DATASET EXTRACT>
>> Start

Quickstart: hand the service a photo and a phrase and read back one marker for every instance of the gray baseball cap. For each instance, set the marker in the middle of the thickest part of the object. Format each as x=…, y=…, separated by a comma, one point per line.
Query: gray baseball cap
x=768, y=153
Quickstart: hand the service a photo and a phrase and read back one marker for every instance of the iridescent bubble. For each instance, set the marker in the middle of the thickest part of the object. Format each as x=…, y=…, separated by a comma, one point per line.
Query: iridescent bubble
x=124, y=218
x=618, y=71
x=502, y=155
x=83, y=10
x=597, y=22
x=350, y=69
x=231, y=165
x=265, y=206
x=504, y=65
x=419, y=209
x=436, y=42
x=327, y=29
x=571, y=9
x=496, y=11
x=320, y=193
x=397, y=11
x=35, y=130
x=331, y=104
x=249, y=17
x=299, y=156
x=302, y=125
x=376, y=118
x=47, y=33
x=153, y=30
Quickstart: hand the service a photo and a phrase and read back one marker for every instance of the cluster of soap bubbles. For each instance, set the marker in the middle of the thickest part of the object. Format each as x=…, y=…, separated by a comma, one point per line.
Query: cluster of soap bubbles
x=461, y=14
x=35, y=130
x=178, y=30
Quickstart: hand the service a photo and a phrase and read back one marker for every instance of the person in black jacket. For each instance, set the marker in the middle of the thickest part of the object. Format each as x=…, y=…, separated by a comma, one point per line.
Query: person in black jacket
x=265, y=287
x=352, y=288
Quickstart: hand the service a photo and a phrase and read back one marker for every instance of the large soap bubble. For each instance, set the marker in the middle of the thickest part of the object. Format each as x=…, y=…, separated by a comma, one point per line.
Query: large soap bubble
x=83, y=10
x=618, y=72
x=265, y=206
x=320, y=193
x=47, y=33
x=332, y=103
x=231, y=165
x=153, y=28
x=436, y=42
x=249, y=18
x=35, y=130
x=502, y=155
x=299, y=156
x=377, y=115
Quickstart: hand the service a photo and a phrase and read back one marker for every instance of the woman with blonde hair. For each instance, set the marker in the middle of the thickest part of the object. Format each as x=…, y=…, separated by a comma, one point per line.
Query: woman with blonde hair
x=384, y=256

>> End

WRITTEN EXERCISE> Reproduce the records above, from the line containing "of the cluster" through the end of the records (that line included), with the requests kept in place. Shift every x and y coordinate in the answers upward by 51.

FULL ANSWER>
Quickstart: hand the service a photo and a phrase and read back one marker for every instance of the cluster of soap bubbles. For each instance, set the marker in the middle of the thickest part of the object. Format each as x=…, y=…, separated by a comma, one point per line.
Query: cluster of soap bubbles
x=512, y=65
x=86, y=181
x=229, y=81
Quickstart: hand the service a photo and a phrase and read back one marker for every instance of the person in black jacket. For each instance, set the marker in the middle of the thickest part of the object. Format each as x=…, y=…, separated by a comma, one point per line.
Query: person in black jacket
x=316, y=338
x=403, y=339
Quickstart: hand the service a photo and a phrase and read back one marker for every instance of the large soap bubble. For each instance, set the marker in the middle of the thickest part of the object. Format each as x=…, y=…, separated by a comma, one point per line.
Query: large soap bubble
x=134, y=61
x=669, y=123
x=316, y=257
x=371, y=244
x=98, y=84
x=383, y=154
x=282, y=216
x=204, y=79
x=487, y=93
x=300, y=69
x=86, y=181
x=553, y=206
x=350, y=207
x=428, y=166
Quickstart: hand the service a photo and a phrase and read back one marker for every instance of the woman with blonde hair. For each instance, set the marker in the middle of the thickest part of the object. Format each as x=…, y=…, separated by a comma, one point per line.
Query: woman with blonde hair
x=435, y=307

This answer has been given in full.